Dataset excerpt
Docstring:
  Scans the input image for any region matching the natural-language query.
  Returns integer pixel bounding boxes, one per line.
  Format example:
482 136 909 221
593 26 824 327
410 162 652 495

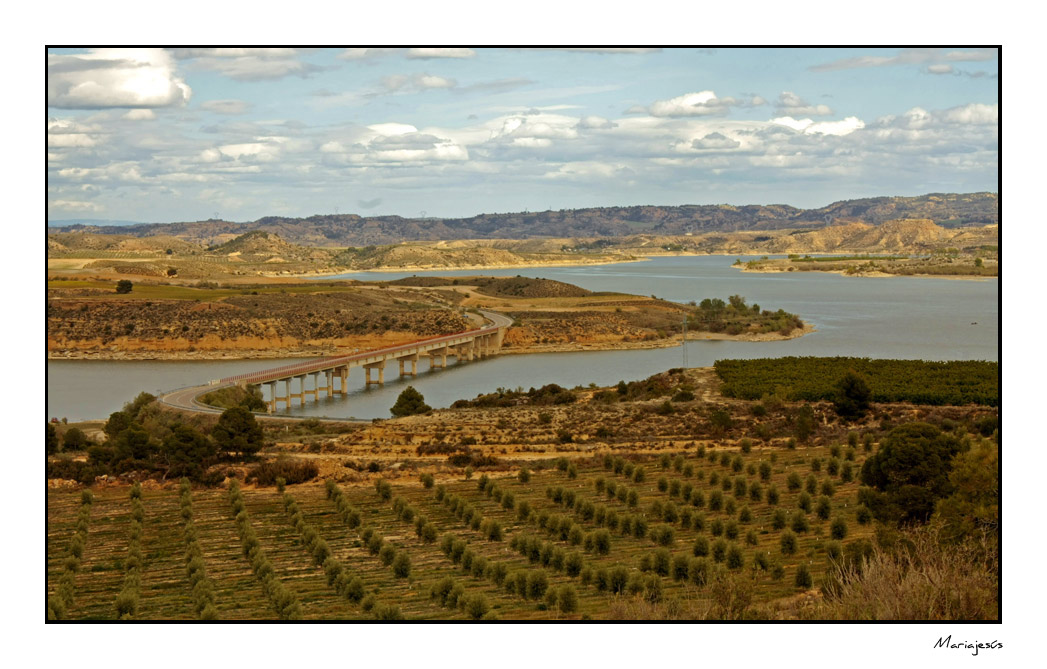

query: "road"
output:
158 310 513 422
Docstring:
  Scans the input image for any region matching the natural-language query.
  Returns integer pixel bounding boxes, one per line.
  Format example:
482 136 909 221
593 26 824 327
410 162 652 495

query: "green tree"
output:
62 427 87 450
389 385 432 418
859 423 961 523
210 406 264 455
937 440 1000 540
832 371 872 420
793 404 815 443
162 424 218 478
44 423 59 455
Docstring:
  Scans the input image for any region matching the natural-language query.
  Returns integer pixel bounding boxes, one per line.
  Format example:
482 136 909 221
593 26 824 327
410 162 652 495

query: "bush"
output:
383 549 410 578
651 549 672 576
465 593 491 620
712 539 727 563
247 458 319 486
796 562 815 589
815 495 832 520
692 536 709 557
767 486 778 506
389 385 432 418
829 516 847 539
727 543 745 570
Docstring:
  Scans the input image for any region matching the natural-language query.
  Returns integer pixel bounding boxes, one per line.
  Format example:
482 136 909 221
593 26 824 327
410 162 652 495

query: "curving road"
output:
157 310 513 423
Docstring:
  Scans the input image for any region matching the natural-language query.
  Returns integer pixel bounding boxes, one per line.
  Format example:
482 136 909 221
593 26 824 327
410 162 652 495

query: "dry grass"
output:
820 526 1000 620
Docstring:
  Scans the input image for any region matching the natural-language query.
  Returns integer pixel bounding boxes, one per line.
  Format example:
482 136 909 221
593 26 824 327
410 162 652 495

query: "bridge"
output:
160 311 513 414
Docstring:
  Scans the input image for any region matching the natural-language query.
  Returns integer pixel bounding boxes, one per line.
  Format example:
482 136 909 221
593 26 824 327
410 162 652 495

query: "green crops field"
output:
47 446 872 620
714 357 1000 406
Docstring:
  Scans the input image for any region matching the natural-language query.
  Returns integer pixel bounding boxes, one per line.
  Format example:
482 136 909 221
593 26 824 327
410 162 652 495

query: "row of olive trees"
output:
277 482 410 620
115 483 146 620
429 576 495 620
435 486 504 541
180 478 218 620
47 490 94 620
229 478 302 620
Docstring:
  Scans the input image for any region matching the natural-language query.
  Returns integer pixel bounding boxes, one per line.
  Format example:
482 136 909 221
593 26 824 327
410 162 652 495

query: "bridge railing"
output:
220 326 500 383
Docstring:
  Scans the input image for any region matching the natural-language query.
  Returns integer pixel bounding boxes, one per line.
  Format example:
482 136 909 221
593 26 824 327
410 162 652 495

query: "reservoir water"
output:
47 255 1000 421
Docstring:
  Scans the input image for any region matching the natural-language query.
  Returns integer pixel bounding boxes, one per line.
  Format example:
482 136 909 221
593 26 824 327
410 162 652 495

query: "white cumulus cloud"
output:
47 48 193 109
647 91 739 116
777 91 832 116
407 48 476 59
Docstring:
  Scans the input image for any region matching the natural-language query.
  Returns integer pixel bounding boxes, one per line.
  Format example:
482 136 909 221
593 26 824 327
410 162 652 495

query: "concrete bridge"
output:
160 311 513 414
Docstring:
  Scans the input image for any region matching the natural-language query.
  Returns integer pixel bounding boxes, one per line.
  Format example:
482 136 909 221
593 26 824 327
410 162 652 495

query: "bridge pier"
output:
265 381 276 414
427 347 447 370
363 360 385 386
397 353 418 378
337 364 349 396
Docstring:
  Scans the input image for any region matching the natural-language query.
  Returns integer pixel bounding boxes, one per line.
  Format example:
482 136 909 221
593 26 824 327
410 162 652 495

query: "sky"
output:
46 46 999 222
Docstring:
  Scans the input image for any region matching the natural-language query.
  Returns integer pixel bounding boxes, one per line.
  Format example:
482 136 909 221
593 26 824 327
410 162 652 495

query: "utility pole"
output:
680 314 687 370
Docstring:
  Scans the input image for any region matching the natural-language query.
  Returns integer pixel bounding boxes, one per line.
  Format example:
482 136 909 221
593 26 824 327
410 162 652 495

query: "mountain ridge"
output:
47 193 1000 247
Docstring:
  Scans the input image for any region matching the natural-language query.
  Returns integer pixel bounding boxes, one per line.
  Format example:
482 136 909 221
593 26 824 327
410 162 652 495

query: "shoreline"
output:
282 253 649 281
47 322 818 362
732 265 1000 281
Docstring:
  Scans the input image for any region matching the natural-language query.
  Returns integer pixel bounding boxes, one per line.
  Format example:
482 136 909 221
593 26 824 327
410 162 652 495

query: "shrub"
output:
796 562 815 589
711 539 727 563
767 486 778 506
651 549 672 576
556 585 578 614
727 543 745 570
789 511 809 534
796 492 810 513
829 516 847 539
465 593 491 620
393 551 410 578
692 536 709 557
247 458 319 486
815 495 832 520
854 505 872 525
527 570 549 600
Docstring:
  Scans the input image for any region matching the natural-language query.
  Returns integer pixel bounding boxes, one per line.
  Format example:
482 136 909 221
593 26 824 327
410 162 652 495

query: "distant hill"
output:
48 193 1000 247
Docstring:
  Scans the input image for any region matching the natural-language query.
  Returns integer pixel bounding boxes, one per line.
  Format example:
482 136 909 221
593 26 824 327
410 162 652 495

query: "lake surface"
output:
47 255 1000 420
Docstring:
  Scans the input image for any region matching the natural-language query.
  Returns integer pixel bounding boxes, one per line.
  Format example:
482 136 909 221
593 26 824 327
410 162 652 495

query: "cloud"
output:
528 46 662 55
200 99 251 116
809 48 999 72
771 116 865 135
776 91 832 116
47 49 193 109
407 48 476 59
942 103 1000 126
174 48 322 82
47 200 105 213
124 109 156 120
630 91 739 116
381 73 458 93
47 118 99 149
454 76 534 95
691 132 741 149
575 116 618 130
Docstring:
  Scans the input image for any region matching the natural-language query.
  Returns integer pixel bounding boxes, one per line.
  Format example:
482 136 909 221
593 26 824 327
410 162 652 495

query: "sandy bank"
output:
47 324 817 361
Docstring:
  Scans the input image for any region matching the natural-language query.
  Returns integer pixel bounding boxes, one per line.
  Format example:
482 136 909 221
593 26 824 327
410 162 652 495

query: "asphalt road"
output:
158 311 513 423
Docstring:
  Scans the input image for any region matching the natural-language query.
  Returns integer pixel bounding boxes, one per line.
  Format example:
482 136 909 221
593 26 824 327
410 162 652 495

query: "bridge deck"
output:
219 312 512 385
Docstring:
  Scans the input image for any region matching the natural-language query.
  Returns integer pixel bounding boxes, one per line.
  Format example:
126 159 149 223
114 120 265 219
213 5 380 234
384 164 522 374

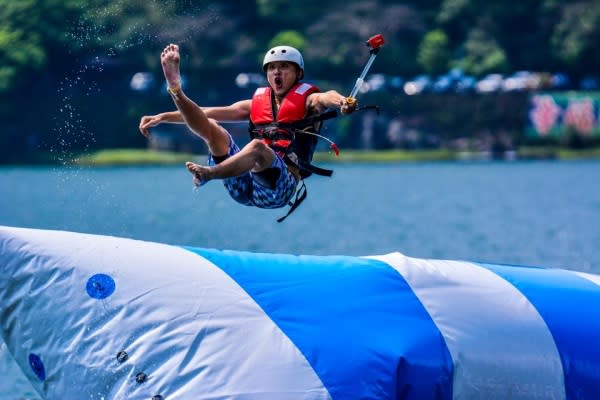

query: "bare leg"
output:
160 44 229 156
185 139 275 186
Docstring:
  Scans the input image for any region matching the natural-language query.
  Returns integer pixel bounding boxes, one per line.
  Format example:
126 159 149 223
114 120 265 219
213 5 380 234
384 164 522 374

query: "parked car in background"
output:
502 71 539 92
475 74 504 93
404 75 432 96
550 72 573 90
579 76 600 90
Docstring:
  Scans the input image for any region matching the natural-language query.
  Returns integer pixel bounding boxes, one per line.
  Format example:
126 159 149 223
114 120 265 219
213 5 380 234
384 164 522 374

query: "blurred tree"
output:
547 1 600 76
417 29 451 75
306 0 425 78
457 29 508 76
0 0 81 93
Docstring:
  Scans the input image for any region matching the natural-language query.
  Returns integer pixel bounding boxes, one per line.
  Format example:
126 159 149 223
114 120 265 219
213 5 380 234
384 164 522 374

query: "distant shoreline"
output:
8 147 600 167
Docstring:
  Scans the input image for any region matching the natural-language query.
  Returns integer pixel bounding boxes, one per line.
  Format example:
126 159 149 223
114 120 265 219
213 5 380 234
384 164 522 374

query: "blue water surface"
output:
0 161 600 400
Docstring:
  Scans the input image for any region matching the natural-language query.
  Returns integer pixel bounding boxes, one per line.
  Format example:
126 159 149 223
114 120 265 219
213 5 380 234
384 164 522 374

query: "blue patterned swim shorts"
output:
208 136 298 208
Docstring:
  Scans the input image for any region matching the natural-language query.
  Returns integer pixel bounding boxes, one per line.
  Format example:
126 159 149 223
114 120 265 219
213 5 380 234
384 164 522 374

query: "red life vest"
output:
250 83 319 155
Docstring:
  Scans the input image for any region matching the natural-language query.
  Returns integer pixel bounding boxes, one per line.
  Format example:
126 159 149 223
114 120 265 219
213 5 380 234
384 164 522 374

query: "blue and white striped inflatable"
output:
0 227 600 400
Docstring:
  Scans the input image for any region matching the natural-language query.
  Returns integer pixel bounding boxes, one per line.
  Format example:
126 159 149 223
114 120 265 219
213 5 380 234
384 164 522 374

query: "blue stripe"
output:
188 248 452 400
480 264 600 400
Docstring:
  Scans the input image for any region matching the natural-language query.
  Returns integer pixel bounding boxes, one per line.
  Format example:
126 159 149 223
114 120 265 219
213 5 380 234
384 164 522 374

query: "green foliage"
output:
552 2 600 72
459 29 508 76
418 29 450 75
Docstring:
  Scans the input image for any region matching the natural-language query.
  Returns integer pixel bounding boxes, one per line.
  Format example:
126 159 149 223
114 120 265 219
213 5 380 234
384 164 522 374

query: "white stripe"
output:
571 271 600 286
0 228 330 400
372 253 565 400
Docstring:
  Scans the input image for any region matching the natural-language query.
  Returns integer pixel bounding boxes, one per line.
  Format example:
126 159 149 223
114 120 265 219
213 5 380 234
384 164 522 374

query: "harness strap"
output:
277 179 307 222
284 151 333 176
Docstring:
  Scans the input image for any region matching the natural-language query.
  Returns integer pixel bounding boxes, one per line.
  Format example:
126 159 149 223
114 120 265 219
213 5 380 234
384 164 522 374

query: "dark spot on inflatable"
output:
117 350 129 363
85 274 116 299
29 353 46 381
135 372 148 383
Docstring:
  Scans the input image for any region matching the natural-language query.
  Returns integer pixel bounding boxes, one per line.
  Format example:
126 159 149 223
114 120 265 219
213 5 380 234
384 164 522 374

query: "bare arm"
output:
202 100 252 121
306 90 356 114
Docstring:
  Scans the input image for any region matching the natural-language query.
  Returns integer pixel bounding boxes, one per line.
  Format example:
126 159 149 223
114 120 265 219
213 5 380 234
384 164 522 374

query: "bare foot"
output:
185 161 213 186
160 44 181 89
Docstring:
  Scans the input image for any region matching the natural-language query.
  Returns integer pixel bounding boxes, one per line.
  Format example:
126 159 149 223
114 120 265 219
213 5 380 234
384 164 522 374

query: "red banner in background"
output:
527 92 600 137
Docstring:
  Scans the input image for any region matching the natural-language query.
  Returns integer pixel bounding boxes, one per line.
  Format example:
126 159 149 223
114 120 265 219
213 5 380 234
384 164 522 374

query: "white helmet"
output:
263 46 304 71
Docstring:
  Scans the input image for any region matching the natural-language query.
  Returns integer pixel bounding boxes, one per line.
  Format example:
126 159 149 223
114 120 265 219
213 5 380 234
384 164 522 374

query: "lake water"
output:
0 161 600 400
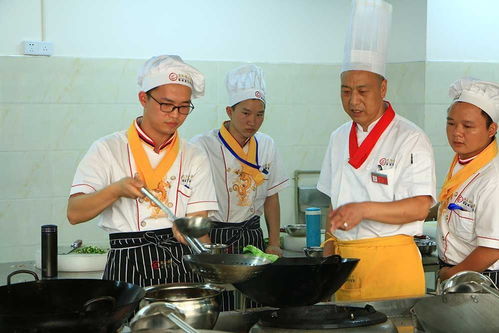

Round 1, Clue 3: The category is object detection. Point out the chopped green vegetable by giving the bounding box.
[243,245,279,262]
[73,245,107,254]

EXERCISE AIM
Write out the records verbatim from their first line through the line containing "157 310 513 423", including that line. Omit the pictures.

COMPLETED TASK
Docstring:
  Scans the input image for any region matching the natural-language query.
  Returns integer pixel bounding boxes, one per line.
  Format example:
482 136 909 221
593 26 824 327
410 162 652 495


query: "road"
output:
158 310 513 422
Docstring:
  Scans the input image for any region matching the natural-language query.
  Returns integer pixel bounding boxes, one per line.
  Format example:
482 136 909 221
593 26 824 327
410 162 652 495

query: "green tree"
output:
62 427 87 450
389 385 432 418
859 423 961 523
210 406 264 455
937 440 1000 540
832 371 872 420
793 404 815 443
162 424 218 478
44 423 59 455
Docstring:
  Scans the input image for any region matching the natural-language query.
  Returns integer pixel bounding boxes, one per line.
  Format example:
482 136 909 221
593 26 824 327
410 162 652 495

query: "bush"
output:
383 549 410 578
651 549 672 576
465 593 491 620
712 539 727 563
247 458 319 486
796 562 815 589
815 495 832 520
692 536 709 557
767 486 778 506
389 385 432 418
829 516 847 539
727 543 745 570
Docstring:
  Scans the input image for any region matching the natural-language query.
  Returns integer pixel bounding boxes, one per line.
  Format example:
482 136 909 221
593 26 824 327
410 162 652 495

query: "curving road"
output:
157 310 513 423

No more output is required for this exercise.